(Giuseppe Di Bella) Molti sono i francobolli emessi dalle Nazioni contro la guerra e molti sono i francobolli emessi per la guerra, per promuoverla, per giustificarla per propagandarla, perfino per finanziarla.
L’Italia non è stata immune da questo fenomeno e due emissioni in particolare hanno rappresentato l’idea della “guerra giusta” come se questa esistesse.
La prima emissione composta da sei valori, più tre che non vennero posti in vendita, e che pertanto si possono trovare solo allo stato di nuovi, è quella celebrativa dell’Asse Roma – Berlino, ufficialmente denominata “Fratellanza d’armi italo – tedesca”.
I sei valori vennero emessi nel 1941 e rappresentano il dittatore tedesco e quello italiano con la didascalia “due popoli una guerra”. Il motivo della “non emissione” dei tre valori, risiederebbe, secondo la tesi più accreditata, nel fatto che la serie venne progettata e disegnata prima della entrata in guerra dell’Italia: intervenuti nel conflitto, si preferì emettere i tre valori che recano la dicitura propagandistica “Due popoli una guerra”, e non mettere in circolazione i tre valori precedentemente approntati e senza dicitura. Francobolli simili vennero approntati per essere utilizzati nelle Colonie italiane.
Di questa emissione, più precisamente del 25 cent. verde, esiste un raro falso propagandistico di guerra che deride l’Italia, preparato dagli inglesi, nel quale al motto “due popoli una guerra” è stato sostituito quello “due popoli un Fuhrer”, e l‘immagine di un Mussolini esterrefatto di fronte a un Hitler urlante.
Nello stesso anno 1941, un francobollo del tutto simile nell’impostazione e negli intenti, venne emesso in Germania.
Si andò oltre con la serie di dodici francobolli emessi il 14 Agosto del 1942, in pieno conflitto. Infatti l’emissione propagandava proprio… la guerra in atto.
Ogni francobollo riporta due immagini: a destra l’effigie del Re (ripresa dalla serie “Imperiale“ del 1929) e a sinistra una scena di guerra. Quattro vignette che si ripetono tre volte, in diverso valore e diverso colore.
Le quattro scene sono dedicate alla Marina, all’Aeronautica, all’Esercito ed alla Milizia.
Ogni francobollo riporta un motto:
“La disciplina è arma di vittoria”
“Armi e cuori devo essere tesi verso la meta”
“Tutto e tutti per la vittoria”
“La vittoria sarà del Tripartito”.
Il Tripartito era il nome dell’alleanza stipulata a Berlino nel 1940 tra Germania, Italia e Giappone.

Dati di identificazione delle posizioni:
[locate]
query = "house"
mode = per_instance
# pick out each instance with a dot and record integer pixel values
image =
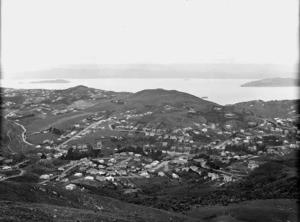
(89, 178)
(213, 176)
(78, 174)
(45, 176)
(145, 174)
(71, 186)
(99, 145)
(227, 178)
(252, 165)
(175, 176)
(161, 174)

---

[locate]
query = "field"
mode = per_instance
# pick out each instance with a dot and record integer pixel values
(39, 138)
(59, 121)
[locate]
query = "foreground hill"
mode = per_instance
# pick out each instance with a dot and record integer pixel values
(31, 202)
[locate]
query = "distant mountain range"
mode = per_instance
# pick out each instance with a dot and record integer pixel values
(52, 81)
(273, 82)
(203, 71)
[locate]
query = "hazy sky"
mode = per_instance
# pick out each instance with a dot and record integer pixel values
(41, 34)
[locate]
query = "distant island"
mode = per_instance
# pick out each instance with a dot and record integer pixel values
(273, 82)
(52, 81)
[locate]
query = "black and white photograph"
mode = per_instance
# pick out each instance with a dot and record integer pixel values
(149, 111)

Esercizio proposto:
Trascrivi la parte del brano sui francobolli di propaganda bellica compresa tra "Si andò oltre" e "Italia e Giappone.", estremi inclusi, modificandola in un solo punto: al posto di "Giappone" scrivi "Impero del Giappone".

Risposta attesa:
Si andò oltre con la serie di dodici francobolli emessi il 14 Agosto del 1942, in pieno conflitto. Infatti l’emissione propagandava proprio… la guerra in atto.
Ogni francobollo riporta due immagini: a destra l’effigie del Re (ripresa dalla serie “Imperiale“ del 1929) e a sinistra una scena di guerra. Quattro vignette che si ripetono tre volte, in diverso valore e diverso colore.
Le quattro scene sono dedicate alla Marina, all’Aeronautica, all’Esercito ed alla Milizia.
Ogni francobollo riporta un motto:
“La disciplina è arma di vittoria”
“Armi e cuori devo essere tesi verso la meta”
“Tutto e tutti per la vittoria”
“La vittoria sarà del Tripartito”.
Il Tripartito era il nome dell’alleanza stipulata a Berlino nel 1940 tra Germania, Italia e Impero del Giappone.